==== PAGE TEXT
Today's portion of US economic data is also unlikely to please the USD/JPY bulls. Tuesday's key report will be the release of the index of business activity in the services sector from ISM.

Economists forecast a decline in September to 56 compared to the previous value of 56.9.

The data on the index of new orders for the last month may also turn out to be weak. The indicator is expected to fall to 58.9 against 61.8 recorded in August.

Preliminary estimates are putting significant pressure on the dollar-yen this morning as it struggles to break out of the consolidation phase to try again to break through the defenses at the psychologically important 145 mark.

At the time of release, the quote jumped almost 0.2% and traded around 144.80.

The trigger for the asset was a dovish statement by Japanese Prime Minister Fumio Kishida. The day before, the official said that the government will continue to stimulate the economy, while trying to make the most of the weak yen.
========
==== COLLECTED DATA
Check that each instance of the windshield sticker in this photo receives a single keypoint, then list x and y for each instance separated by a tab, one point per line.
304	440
========
YOUR ASSIGNMENT
Pick up the USD/JPY market commentary right after its final sentence and write the next few sentences.

ANSWER SPACE
The geopolitical factor also provided significant support to the dollar - the escalation of tension between Japan and North Korea.

At the beginning of the day, it was reported that Pyongyang, which had already tested an unprecedented number of missiles this year, had fired another short-range ballistic projectile.

This time, the target of the North Korean military appeared to be the Hokkaido area, which is considered the second largest Japanese island.

In response to the missile launch over Japan, the Hokkaido authorities issued an air raid alert and urged the people of the region to take shelter.

Meanwhile, Japanese Defense Minister Yasukazu Hamada has signaled that Tokyo is considering all options for strengthening its defenses, including a counterattack.

If the conflict between the countries continues to escalate, the Japanese yen may weaken even more. In this case, bulls on the USD/JPY pair will finally have a real chance to settle above the 145 level.

However, we recommend that traders do not force things yet and be patient, especially since most forecasts for the USD/JPY pair point to further movement in the flat.

Most likely, in the coming days, the dollar and the yen will continue to pull the price rope in the 144-145 range.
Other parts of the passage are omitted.